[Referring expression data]

════

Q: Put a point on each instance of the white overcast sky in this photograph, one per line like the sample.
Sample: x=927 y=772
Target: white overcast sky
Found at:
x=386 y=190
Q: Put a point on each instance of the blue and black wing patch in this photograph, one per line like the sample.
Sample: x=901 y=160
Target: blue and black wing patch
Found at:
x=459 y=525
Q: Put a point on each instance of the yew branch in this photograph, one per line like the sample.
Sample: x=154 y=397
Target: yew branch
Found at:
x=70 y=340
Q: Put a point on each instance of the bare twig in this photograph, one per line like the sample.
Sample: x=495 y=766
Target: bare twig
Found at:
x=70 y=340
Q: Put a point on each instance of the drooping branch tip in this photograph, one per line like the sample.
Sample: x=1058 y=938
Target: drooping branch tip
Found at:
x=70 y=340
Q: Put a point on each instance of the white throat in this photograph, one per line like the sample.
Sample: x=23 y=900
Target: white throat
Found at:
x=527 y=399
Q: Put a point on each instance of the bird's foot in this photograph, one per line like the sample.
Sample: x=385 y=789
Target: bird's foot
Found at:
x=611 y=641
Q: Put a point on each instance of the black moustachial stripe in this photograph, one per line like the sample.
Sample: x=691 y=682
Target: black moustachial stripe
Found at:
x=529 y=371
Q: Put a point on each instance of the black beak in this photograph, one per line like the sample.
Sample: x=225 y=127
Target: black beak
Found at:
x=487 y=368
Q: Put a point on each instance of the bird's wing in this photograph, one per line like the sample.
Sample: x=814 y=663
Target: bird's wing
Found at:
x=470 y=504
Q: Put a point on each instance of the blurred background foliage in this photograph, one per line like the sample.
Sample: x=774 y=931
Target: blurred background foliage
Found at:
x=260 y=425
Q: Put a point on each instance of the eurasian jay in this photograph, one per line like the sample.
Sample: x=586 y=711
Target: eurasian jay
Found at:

════

=== Your task ===
Scan the entries above for the word "beak". Report the lines that hold it.

=== Result below ===
Q: Put a point on each instance of the black beak in this photograph, one per line like the sample.
Target: black beak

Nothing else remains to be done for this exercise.